▶ [EXTRACTED TEXT]
Member of Parliament
- Incumbent
- Assumed office 2007
- Constituency: Gatundu South

Personal details
- Born: 1971 (age 54–55)
- Party: CCK; People's Empowerment Party (PEP); People's Progressive Party (PPP-K); ODM; TNA; Jubilee Party; UDA;
- Alma mater: University of Nairobi (undergraduate); Ituru Secondary Sch.; Githuya Primary Sch.;
- Occupation: 2009 - Manager of Bs. Process, Al Rajhi Bank, Saudi Arab; 2007 - Chief Operating Officer, Wamad Info. Services, Dubai; 1995 - Head of Bs. Process, Afr., STANDARD CHARTERED BANK; 1994 - Auditor, Family Finance and Building Society;

= Moses Kuria =

Kenyan politician

Moses Kiarie Kuria is a Kenyan politician and the former Cabinet Secretary (CS) for public service, performance and delivery management. He was appointed by President William Ruto and successfully vetted by the 13th Parliament of Kenya. He was sworn in on 27 October 2022 as the new CS for Investments, Trade and Industry replacing Betty Maina.

== Political career ==
Kuria is an admirer of former President Kibaki. He attributes his admiration for politics to the former president. His political journey started when he joined Kibaki's team through Uhuru Kenyatta's Kanu Party.

Following the death of the then member of parliament for Gatundu South, Hon. Jossy Ngugi, Kuria was elected unopposed as the new MP in 2014 on the TNA party. He was re-elected as an MP during the 2017 general elections to serve for a 5-year parliamentary term, running until 2022 on the Jubilee Party. In 2021, he founded a new party, Chama Cha Kazi. He was succeeded by Gabriel Kagombe in the 2022 General Election.

During the 2022 general elections, he unsuccessfully vied for governor of Kiambu county. He lost the race to Kimani Wamatangi and conceded defeat, stating that he would proceed to pursue a different course in the private sector. On 27 September 2022, he was appointed as Cabinet Secretary for Investments, Trade and Industry.

In the October 2023 reshuffle, he was moved to the public service portfolio and was replaced as trade minister by Rebecca Miano.

== Controversy ==
===Hate speech===
Kuria's political career has been marred by controversy. He has been incarcerated several times and charged with hate speech. His ravaging attacks on Kenya's opposition have created a schism among political protagonists; while the opponents feel that Kuria is a 'loose cannon' who is poised to incite his community against the others, his proponents believe that he is an ardent defender of their interests in the political arena. In 2015, Kuria threatened to sexually assault Millie Odhiambo on social media after Odhiambo criticized President Kenyatta. Kuria said he would force a broken glass bottle into Mabona's vagina.

===Bribery===
In 2021, Kuria admitted to taking a $1,000 dollar bribe to support the leadership bid of Amos Kimunya.

===Edible oil scandal===
In 2023, Kuria, who was then Trade and Investments Cabinet Secretary, was under fire after the auditor general reported that Kenya lost 6 billion shillings in the edible oil importation scandal. Kuria was questioned on how his ministry handled the importation and how private companies with affiliations to local politicians and government officials were involved in the deal. He defended himself against any wrongdoing, terming the importation a necessary measure in the government's mandate to tackle the rising cost of living.

▶ [WHAT TO WORK ON]
(A) In the Moses Kuria text, who replaced Kuria as trade minister in the October 2023 reshuffle?
(B) Give the stretch of the Moses Kuria text from "Moses Kiarie Kuria" through "replacing Betty Maina." again, with "successfully vetted" updated to "approved".

▶ [PROVIDED MATERIAL]
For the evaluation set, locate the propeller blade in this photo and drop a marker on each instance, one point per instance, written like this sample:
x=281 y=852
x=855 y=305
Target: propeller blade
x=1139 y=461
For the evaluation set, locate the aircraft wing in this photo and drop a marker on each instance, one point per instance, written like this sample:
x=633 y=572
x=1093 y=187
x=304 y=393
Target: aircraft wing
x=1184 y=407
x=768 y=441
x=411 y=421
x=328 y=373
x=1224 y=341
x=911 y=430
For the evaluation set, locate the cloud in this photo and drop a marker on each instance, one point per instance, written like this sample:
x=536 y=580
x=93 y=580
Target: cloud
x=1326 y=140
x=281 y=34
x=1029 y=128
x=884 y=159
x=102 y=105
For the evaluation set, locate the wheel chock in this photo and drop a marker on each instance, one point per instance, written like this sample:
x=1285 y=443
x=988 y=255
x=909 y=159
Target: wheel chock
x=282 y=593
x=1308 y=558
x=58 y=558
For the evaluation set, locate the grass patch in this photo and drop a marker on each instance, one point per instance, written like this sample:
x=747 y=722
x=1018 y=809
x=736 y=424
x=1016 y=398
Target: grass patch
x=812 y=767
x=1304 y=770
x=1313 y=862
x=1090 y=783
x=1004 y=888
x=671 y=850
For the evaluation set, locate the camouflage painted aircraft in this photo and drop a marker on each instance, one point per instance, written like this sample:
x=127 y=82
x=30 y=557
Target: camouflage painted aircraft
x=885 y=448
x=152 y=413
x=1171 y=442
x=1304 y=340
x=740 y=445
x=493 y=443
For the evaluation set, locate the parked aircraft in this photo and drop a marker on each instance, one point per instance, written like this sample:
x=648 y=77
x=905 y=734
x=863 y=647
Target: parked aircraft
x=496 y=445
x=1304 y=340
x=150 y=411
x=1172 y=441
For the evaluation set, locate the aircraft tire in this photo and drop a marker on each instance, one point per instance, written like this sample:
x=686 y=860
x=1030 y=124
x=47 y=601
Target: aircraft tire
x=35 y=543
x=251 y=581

▶ [ANSWERS TO THE PROBLEMS]
(A) Rebecca Miano

(B)
Moses Kiarie Kuria is a Kenyan politician and the former Cabinet Secretary (CS) for public service, performance and delivery management. He was appointed by President William Ruto and approved by the 13th Parliament of Kenya. He was sworn in on 27 October 2022 as the new CS for Investments, Trade and Industry replacing Betty Maina.